START LISTED RECORDS

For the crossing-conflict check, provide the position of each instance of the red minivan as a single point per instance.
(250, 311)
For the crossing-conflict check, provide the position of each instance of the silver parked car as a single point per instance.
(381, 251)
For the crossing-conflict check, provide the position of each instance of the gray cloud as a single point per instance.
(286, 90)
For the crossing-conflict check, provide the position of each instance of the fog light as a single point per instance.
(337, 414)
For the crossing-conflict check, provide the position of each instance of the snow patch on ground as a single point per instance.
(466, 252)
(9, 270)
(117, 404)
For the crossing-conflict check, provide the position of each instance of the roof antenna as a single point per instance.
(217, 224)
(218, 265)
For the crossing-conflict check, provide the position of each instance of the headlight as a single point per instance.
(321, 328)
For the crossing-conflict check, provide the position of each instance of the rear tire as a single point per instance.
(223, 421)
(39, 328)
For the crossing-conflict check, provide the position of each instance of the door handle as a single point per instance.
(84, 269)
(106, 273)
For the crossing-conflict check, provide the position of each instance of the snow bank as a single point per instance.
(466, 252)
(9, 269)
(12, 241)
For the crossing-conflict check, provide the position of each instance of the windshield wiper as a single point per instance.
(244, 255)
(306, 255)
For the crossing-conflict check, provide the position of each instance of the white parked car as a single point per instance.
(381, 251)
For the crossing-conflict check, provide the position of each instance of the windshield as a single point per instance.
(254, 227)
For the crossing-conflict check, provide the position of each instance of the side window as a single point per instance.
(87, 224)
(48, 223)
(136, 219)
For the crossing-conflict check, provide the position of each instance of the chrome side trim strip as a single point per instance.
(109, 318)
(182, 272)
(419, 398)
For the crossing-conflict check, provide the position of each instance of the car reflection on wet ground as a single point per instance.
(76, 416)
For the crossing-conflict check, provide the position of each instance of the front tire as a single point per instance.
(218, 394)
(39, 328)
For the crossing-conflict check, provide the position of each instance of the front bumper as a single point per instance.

END LISTED RECORDS

TASK INSTRUCTIONS |
With nothing added or dropped, write out every entry.

THE ANSWER |
For the crossing-conflict check, provide the position of each instance of the red minivan as a single point per instance.
(250, 311)
For the crossing-conflict check, provide the position of each instance of the silver parked car as a single point per instance.
(381, 251)
For the crossing-conflict check, provide the position of each instance of the gray cloud as a single point per instance.
(286, 90)
For the crossing-conflict check, provide the position of each instance of the fog light as a single point per instance.
(337, 414)
For the crossing-conflict check, provide the position of each instance of the snow patch on ground as a single point per instance.
(466, 252)
(9, 270)
(117, 404)
For the crossing-conflict check, provide the position of each instance of the roof antenna as a single point per instance.
(217, 224)
(218, 265)
For the crossing-conflict check, provide the position of each instance of the headlight as a single point per instance.
(321, 328)
For the crossing-conflict check, provide the position of each instance of the rear tire as a single point per instance.
(223, 421)
(39, 328)
For the crossing-conflict check, provide the position of each instance of the door handle as a single point per instance.
(84, 269)
(106, 273)
For the crossing-conflict check, provide the position of each instance of the snow bank as a single point per instance.
(466, 252)
(9, 269)
(12, 241)
For the crossing-conflict check, provide the position of each instance of the windshield wiper as a single point per instance.
(244, 255)
(306, 255)
For the crossing-conflict check, provide the position of each instance of the white parked car as a single point per instance.
(381, 251)
For the crossing-conflict check, provide the position of each instance of the windshield as a single point per instance.
(254, 227)
For the crossing-conflict check, provide the position of each instance of the side window as a single point per instance.
(87, 224)
(48, 223)
(136, 219)
For the crossing-conflict check, provide the position of each instance of the chrome side trim strip as a single point per instance.
(109, 318)
(182, 272)
(419, 398)
For the crossing-conflict check, provide the position of each instance of the car reflection on wet ground as a single point per instance.
(76, 416)
For the crossing-conflict check, provide the position of each instance of the front tire as a single point per instance.
(218, 394)
(39, 328)
For the crossing-conflict check, provide the position of each instance of the front bumper as a single point per instance.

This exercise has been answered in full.